Fragmento del texto -
El espectro sangriento de una presidencia de Clinton se cierne sobre la escena mundial

09.08.2016

El verano de 2016 está demostrando ser decisivo tanto en los Estados Unidos como en el resto del mundo. Las largas sombras actualmente proyectadas contra el muro de la historia pronto se transformarán en su forma completa el próximo noviembre, cuando la contienda presidencial se decida finalmente. Siendo la más larga y siniestra el ascenso de Hillary Clinton al cargo de Presidente de los Estados Unidos de América.

La mayoría de los estadounidenses son instintivamente conscientes de ello, y es este instinto el que ha hecho que los porcentajes desfavorables a Hillary Clinton se eleven a niveles históricos. Esta aversión anti-Clinton nace tanto de la experiencia como de la intuición, ya que los estadounidenses tienen vivo el recuerdo de la presidencia de su marido y asumen, con razón, que una segunda presidencia Clinton repetiría todos los vicios de la primera, pero sin ninguna de sus virtudes.

De hecho, la década de 1990 todavía ocupa un lugar preponderante en la imaginación de la mayoría de los seguidores de Clinton. Los años 90 representan una época de relativa prosperidad económica y de dominio geopolítico en el imaginario colectivo estadounidense. Las relaciones raciales, aunque inflamadas brevemente durante los disturbios de Los Ángeles de 1992, se mantuvieron relativamente plácidas para los estándares de la historia de EE.UU., y con la caída de la URSS, los Estados Unidos se convirtieron en una incuestionable hegemón global. Un hegemón que poseía libertad perfecta para golpear a sus enemigos, tanto reales como imaginarios, con casi total impunidad a través del globo. Como los pueblos de Serbia e Irak aprendieron, demasiado bien, a través de una experiencia horrible. En este sentido, al menos, los años 90 fueron buenos tiempos para los Clinton y sus compañeros de viaje neo-liberales. Quienes se habían convencido a sí mismos, junto con gran parte de la población de los Estados Unidos, de que habían entrado finalmente en el profetizado "fin de la historia" de Francis Fukuyama.

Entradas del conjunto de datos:
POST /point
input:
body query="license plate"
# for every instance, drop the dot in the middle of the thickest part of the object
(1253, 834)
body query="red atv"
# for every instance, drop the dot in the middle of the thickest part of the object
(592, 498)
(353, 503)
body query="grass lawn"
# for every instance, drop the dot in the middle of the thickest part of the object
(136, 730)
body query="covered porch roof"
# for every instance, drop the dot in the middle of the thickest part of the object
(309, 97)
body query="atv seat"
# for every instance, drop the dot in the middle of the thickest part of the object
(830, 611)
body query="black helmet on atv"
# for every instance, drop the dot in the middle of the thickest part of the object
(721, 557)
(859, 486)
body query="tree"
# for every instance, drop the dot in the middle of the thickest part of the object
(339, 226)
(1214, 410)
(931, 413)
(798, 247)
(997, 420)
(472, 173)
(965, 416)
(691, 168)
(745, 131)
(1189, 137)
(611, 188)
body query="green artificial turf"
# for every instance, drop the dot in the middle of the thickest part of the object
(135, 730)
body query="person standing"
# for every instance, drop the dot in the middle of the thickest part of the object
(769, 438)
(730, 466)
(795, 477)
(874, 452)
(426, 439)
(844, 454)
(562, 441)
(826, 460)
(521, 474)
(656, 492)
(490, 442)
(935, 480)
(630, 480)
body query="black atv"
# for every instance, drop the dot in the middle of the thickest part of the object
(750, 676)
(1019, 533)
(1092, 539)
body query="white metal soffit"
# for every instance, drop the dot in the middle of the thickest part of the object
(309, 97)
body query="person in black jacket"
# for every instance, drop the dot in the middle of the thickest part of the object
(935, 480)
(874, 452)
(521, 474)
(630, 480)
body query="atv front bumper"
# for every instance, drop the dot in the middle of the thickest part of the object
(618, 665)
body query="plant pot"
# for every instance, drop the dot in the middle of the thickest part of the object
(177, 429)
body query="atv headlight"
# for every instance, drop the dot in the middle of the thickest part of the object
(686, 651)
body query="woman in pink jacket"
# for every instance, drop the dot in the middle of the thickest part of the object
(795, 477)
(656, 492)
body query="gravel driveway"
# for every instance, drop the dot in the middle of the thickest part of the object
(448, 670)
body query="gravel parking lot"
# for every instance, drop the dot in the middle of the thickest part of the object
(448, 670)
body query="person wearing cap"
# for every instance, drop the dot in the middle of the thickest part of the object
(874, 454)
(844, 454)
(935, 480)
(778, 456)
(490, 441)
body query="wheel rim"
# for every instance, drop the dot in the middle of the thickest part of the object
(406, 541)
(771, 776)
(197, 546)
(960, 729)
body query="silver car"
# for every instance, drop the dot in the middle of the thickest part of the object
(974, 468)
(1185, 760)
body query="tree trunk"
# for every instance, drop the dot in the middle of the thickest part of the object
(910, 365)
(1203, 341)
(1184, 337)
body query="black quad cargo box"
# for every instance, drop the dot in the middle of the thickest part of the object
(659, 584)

Tareas requeridas -
a. Escribe, sin cambios, el pasaje del artículo sobre una presidencia de Clinton que comienza en "El verano de" y termina en "Unidos de América.".
b. Retoma el artículo sobre una presidencia de Clinton a partir de su última oración.

Respuestas -
a.
El verano de 2016 está demostrando ser decisivo tanto en los Estados Unidos como en el resto del mundo. Las largas sombras actualmente proyectadas contra el muro de la historia pronto se transformarán en su forma completa el próximo noviembre, cuando la contienda presidencial se decida finalmente. Siendo la más larga y siniestra el ascenso de Hillary Clinton al cargo de Presidente de los Estados Unidos de América.

b.
Aunque Donald Trump promete "hacer grande a Estados Unidos de nuevo" su retórica recuerda, no los amados 90 de los Clinton, sino más bien la década de 1953-1963, el tiempo entre la guerra de Corea y el asesinato de John F. Kennedy. Una era de prosperidad de la clase media y de expansión industrial, cuando el bien pagado trabajo industrial permitió a los trabajadores no cualificados alcanzar el "sueño americano" de tranquilidad y confort económico suburbano. Una era de baja criminalidad y un objetivo común. Una época en la que un presidente amado soñaba por primera vez con un hombre en la luna, y las portadas de las revistas como Popular Mechanics exhibían grandes visiones de un futuro dominado por las maravillas y las comodidades de la tecnología estadounidense. Aunque, por supuesto, profundamente materialista y filistea en su naturaleza (y por tanto, genuinamente norteamericana), es una visión que sigue siendo muy distinta de las visiones violentas, patológicas, soñadas por los Clinton y sus asociados.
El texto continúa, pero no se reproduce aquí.